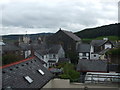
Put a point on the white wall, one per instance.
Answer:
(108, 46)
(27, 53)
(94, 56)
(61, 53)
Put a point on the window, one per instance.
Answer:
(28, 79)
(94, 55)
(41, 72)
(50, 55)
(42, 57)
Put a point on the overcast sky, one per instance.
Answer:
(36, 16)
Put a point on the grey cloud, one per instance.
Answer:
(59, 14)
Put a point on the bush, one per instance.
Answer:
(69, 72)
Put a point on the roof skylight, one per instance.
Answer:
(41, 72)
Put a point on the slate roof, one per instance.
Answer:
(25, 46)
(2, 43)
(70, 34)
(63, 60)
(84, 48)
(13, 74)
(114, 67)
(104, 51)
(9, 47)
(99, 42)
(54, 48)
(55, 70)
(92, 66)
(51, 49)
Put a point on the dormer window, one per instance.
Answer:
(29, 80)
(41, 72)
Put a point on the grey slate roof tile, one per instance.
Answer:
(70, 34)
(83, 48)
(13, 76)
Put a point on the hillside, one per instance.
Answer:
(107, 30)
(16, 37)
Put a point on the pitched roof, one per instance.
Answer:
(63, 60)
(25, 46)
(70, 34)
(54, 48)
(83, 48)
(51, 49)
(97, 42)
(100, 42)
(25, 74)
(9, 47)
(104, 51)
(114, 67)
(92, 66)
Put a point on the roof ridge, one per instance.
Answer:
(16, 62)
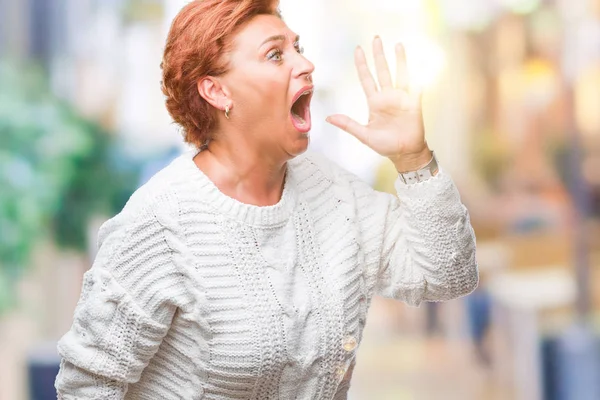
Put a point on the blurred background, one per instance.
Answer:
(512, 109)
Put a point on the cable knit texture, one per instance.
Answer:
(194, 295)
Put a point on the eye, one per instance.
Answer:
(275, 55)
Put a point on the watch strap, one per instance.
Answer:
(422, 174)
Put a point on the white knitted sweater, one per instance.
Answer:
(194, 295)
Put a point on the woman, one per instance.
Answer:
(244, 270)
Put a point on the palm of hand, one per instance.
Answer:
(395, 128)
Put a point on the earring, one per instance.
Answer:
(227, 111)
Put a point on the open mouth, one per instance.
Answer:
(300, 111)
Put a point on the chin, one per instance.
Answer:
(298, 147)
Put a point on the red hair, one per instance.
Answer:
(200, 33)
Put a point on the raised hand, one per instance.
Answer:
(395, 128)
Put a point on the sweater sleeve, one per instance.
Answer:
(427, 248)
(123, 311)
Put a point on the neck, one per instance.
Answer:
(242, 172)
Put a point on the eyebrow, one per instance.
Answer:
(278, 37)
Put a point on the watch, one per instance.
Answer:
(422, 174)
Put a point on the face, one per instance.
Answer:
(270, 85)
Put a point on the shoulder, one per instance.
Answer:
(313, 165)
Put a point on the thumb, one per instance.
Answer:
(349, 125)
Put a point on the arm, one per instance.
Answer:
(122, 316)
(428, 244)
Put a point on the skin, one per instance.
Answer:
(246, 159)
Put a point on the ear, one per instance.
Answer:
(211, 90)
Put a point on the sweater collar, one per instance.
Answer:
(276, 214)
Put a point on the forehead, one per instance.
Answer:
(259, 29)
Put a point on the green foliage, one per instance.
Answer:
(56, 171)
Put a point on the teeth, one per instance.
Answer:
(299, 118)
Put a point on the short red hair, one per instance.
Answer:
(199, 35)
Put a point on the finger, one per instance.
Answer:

...

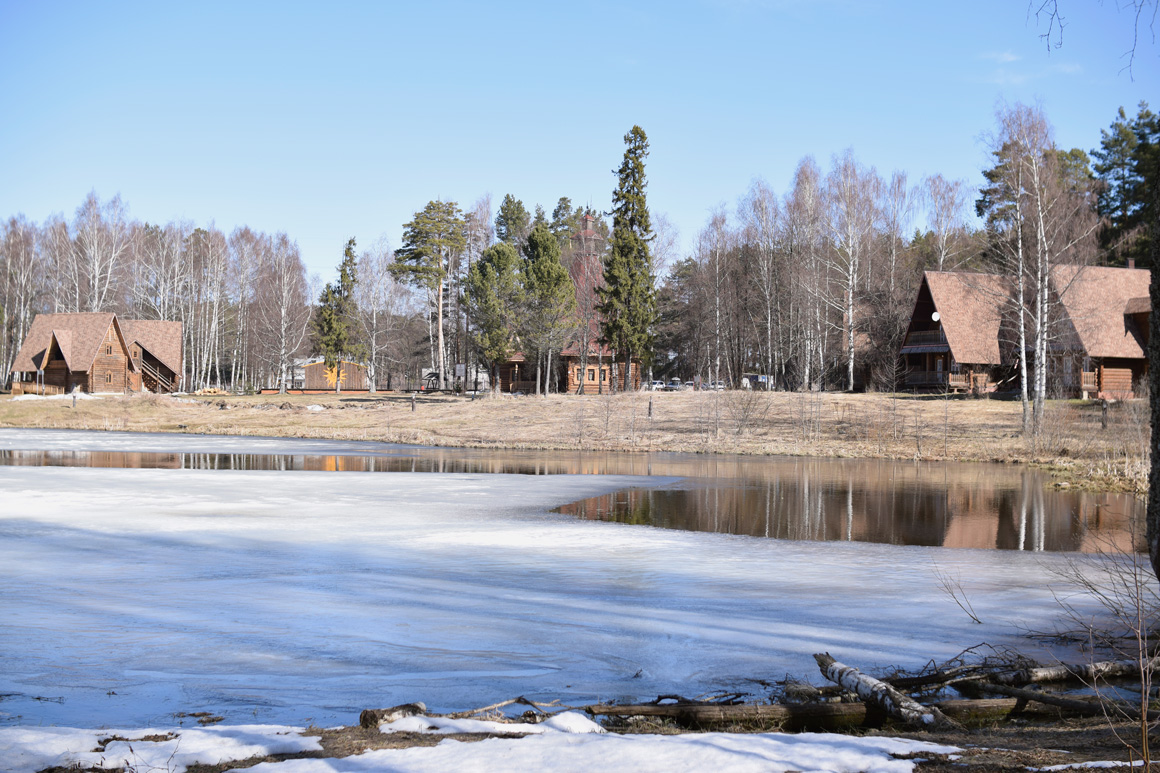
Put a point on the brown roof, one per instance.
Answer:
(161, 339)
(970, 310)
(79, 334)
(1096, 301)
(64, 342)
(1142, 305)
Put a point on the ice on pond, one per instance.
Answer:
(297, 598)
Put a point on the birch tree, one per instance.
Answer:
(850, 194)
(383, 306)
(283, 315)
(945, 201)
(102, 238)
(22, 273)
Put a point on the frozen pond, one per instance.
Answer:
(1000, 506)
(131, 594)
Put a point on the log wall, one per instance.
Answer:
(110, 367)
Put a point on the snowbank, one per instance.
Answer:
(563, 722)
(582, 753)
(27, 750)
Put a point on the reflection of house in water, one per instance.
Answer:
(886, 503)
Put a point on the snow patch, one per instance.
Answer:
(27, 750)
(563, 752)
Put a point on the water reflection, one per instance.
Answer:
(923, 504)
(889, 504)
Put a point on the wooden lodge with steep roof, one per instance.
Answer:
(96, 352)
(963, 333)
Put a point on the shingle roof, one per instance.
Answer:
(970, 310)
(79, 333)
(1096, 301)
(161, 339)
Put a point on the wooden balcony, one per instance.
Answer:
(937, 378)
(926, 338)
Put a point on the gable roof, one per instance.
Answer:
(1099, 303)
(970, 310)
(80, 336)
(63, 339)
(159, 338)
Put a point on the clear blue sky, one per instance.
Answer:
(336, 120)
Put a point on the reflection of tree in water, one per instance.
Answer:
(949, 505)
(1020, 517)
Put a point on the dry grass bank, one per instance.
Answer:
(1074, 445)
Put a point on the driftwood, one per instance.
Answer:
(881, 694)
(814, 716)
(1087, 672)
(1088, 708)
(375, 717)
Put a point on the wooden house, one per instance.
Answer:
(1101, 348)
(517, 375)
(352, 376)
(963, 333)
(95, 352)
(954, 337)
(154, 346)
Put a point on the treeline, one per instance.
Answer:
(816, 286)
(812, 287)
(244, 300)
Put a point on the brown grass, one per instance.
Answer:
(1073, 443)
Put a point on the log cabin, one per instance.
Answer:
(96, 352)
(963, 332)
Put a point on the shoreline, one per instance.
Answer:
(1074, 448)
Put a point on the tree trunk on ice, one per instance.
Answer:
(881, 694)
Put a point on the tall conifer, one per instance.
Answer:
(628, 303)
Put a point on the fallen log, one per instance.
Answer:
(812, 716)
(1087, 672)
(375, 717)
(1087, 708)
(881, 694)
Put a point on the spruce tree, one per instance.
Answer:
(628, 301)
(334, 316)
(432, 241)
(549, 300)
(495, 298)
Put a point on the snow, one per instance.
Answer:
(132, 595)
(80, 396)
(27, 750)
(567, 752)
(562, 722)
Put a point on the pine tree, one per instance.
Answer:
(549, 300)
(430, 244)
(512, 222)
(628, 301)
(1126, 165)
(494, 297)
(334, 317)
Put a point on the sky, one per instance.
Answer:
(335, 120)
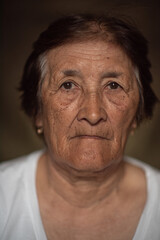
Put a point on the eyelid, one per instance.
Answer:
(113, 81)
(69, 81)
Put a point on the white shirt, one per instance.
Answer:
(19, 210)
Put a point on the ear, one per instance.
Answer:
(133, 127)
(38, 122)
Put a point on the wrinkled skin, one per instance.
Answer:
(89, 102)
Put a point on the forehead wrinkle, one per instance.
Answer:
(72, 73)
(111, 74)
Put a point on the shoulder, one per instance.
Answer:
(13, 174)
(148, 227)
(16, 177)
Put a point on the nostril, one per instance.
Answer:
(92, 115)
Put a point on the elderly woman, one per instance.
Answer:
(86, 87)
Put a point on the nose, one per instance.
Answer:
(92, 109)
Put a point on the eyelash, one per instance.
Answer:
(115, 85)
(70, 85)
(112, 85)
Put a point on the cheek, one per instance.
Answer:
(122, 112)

> **The problem**
Gather each line of the records holding the string "pond".

> **Output below**
Put a point on the ice on pond, one per instance.
Put a point on the frozen pond, one per instance.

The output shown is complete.